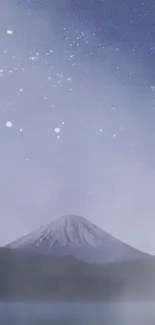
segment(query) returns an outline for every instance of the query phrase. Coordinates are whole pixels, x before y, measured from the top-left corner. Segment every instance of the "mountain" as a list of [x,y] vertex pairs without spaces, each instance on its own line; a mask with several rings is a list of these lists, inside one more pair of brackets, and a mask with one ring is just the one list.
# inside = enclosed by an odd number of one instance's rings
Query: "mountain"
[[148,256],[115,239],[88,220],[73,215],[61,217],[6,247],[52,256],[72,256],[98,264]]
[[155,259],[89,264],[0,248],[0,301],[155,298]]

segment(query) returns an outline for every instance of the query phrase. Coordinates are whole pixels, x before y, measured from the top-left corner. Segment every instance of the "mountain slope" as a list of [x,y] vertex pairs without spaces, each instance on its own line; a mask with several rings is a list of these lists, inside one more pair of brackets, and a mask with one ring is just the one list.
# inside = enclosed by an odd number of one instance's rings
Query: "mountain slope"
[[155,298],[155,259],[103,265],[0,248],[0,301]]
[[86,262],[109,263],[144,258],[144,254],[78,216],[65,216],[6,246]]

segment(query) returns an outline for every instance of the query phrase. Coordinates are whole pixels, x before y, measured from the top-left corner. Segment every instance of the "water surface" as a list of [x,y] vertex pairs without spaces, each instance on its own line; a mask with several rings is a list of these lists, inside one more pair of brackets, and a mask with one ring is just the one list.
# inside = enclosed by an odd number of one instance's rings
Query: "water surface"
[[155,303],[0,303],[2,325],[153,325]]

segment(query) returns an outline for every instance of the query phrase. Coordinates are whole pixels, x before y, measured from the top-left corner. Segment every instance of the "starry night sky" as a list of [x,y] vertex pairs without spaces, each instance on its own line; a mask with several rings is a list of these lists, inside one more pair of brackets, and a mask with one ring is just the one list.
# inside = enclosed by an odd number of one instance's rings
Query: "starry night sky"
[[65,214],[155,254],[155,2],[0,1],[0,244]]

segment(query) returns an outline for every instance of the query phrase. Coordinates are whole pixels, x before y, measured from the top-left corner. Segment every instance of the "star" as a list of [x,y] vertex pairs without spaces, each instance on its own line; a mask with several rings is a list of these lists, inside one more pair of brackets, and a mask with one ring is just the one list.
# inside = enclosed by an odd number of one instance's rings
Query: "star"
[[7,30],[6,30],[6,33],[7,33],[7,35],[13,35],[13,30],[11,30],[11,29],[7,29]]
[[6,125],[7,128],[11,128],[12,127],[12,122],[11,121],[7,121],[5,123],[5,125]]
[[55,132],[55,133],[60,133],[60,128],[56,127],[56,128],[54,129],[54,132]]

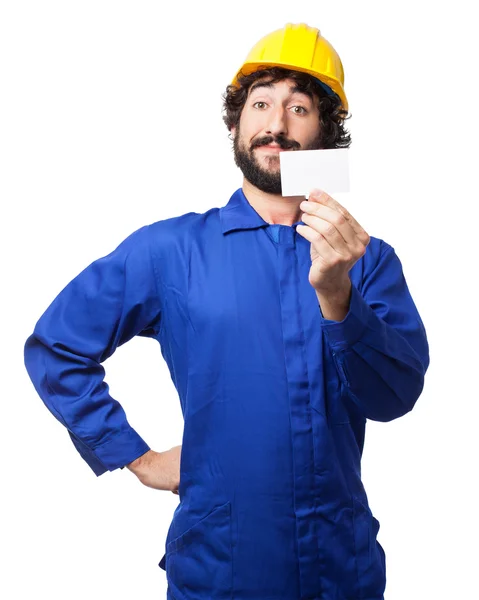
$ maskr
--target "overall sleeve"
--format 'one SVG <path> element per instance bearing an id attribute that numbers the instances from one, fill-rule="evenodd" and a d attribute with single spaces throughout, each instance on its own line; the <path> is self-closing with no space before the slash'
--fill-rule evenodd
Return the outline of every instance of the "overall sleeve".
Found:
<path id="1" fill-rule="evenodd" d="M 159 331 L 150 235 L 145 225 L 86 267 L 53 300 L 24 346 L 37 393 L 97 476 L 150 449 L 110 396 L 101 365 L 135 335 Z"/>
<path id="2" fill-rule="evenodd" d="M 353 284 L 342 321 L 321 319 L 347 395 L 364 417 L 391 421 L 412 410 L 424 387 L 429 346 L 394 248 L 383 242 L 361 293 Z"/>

...

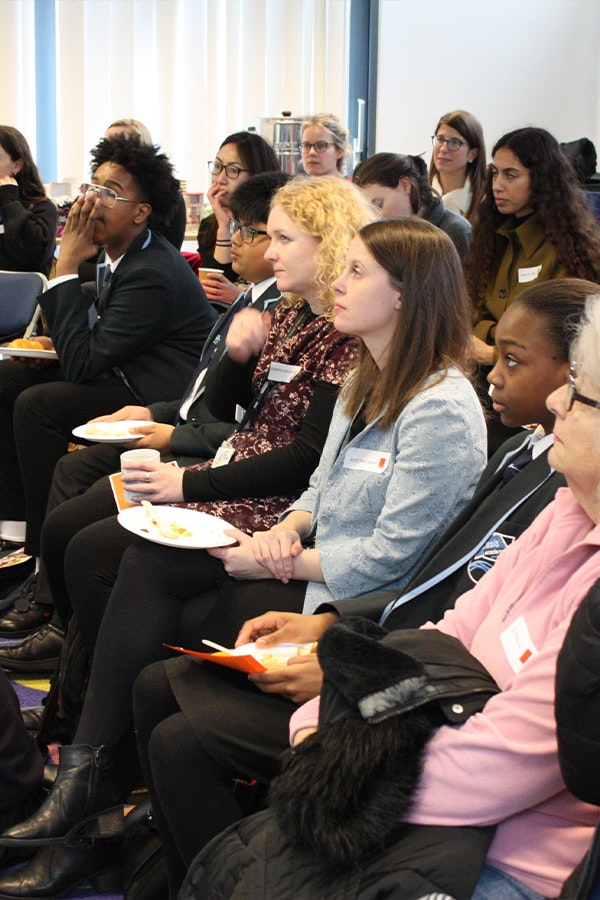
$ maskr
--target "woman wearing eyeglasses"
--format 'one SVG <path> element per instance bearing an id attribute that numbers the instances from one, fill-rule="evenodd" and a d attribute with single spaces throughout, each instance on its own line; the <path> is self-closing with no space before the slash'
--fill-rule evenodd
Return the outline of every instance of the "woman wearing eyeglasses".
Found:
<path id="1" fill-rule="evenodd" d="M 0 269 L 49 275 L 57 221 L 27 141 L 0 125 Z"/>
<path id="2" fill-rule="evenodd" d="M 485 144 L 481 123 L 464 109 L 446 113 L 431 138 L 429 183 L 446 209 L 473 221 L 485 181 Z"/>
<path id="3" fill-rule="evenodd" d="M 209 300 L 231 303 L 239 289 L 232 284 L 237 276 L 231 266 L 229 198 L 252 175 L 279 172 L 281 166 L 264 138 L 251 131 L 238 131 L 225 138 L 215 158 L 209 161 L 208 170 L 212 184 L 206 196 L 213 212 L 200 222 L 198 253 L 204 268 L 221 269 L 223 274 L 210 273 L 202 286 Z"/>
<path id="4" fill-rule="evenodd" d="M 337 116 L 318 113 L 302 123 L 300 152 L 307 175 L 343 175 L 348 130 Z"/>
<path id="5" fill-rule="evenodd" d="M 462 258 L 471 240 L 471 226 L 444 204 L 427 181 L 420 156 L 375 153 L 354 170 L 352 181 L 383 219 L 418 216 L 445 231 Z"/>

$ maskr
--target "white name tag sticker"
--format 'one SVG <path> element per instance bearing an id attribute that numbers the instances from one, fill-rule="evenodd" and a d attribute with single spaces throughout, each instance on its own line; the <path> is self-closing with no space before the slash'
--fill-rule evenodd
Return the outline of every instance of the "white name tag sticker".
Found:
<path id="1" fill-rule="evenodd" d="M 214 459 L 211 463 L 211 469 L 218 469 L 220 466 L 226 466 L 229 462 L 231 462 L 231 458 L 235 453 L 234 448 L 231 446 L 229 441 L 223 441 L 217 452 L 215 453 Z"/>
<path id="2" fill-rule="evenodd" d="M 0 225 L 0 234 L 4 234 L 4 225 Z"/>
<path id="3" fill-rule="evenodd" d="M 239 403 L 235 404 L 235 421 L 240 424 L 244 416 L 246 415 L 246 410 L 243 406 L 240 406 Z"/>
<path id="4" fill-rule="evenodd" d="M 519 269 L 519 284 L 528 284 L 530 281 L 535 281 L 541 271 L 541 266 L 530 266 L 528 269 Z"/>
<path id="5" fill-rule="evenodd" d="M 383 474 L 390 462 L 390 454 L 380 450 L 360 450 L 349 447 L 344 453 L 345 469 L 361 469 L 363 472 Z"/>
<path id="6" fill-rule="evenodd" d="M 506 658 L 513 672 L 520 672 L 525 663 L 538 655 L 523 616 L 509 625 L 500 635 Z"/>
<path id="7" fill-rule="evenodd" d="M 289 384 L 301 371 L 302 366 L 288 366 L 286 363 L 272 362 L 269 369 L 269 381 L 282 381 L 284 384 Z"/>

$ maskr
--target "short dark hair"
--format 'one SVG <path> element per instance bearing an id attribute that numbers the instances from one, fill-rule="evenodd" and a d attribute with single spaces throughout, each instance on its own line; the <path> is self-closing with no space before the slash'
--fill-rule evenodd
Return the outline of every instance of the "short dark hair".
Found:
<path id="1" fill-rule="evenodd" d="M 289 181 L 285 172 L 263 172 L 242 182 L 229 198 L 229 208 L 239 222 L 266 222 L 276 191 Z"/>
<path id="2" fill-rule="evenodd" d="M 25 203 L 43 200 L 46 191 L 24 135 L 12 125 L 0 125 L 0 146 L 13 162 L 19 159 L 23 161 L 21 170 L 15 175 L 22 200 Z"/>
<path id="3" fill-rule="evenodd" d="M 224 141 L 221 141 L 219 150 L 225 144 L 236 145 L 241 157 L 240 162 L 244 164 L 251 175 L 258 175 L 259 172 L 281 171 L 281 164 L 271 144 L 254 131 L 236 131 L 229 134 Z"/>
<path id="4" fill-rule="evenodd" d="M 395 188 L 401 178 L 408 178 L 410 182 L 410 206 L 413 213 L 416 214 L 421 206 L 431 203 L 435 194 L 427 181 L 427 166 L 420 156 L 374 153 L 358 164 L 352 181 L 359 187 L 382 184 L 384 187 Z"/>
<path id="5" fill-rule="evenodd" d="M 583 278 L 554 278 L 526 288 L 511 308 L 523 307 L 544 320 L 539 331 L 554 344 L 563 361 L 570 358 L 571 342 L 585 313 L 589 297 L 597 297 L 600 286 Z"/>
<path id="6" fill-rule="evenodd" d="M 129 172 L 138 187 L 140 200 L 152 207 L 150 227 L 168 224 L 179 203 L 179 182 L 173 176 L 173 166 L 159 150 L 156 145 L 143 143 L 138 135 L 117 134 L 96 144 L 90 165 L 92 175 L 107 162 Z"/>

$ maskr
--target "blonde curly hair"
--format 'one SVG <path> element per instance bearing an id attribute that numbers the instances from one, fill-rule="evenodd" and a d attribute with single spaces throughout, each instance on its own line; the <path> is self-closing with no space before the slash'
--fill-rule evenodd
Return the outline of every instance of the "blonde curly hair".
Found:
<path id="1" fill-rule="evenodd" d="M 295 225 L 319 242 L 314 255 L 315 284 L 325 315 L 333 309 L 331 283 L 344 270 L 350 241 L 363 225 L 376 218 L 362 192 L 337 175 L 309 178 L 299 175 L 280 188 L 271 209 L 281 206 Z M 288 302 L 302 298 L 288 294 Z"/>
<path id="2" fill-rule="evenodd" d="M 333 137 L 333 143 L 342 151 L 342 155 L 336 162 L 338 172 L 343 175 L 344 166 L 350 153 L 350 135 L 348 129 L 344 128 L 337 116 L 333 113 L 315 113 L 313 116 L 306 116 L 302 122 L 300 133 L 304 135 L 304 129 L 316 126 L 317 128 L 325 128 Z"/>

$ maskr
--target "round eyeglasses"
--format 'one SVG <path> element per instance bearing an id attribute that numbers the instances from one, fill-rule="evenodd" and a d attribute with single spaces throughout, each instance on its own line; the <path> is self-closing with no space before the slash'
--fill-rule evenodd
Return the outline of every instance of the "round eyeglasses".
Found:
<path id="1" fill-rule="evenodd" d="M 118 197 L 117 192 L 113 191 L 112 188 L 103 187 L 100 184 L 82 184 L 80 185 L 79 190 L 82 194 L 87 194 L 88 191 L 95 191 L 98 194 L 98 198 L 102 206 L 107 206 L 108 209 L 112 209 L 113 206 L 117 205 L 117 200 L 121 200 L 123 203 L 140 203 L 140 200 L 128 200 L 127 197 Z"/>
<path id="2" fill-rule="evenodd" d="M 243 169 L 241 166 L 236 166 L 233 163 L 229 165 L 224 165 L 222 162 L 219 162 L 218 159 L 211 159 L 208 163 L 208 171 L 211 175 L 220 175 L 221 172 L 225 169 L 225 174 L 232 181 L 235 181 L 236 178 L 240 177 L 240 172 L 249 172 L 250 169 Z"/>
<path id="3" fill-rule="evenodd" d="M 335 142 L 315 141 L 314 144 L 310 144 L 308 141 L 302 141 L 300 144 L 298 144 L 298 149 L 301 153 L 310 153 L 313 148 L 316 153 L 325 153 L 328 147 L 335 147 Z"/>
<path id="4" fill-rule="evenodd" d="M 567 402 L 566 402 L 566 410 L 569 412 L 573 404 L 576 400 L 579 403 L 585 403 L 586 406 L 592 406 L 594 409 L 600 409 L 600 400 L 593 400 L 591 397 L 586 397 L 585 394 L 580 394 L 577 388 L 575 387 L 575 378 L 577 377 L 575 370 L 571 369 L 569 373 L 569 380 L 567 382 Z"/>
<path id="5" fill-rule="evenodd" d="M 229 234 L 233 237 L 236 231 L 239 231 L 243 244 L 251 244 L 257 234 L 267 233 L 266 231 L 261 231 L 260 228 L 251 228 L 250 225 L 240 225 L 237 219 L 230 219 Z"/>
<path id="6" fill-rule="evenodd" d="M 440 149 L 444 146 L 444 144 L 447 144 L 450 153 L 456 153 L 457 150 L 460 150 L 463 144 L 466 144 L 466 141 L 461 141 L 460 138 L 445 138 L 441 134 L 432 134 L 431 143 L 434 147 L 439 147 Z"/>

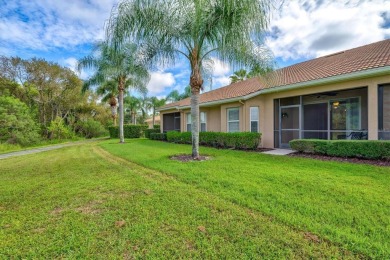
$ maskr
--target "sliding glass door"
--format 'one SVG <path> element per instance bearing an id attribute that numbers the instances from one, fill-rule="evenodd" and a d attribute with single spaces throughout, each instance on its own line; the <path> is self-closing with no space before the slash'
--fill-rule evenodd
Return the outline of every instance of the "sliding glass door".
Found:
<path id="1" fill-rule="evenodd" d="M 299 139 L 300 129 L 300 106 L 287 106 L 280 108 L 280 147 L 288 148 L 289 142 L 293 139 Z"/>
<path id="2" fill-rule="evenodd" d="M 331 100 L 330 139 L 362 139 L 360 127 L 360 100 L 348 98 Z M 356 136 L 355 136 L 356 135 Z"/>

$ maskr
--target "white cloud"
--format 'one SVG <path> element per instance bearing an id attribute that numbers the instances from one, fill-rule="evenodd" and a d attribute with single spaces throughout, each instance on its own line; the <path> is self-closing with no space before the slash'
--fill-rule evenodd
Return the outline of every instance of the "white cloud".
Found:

Task details – Count the lines holding the word "sleeve" in this material. Reply with the number and nothing else.

Response to this task – 2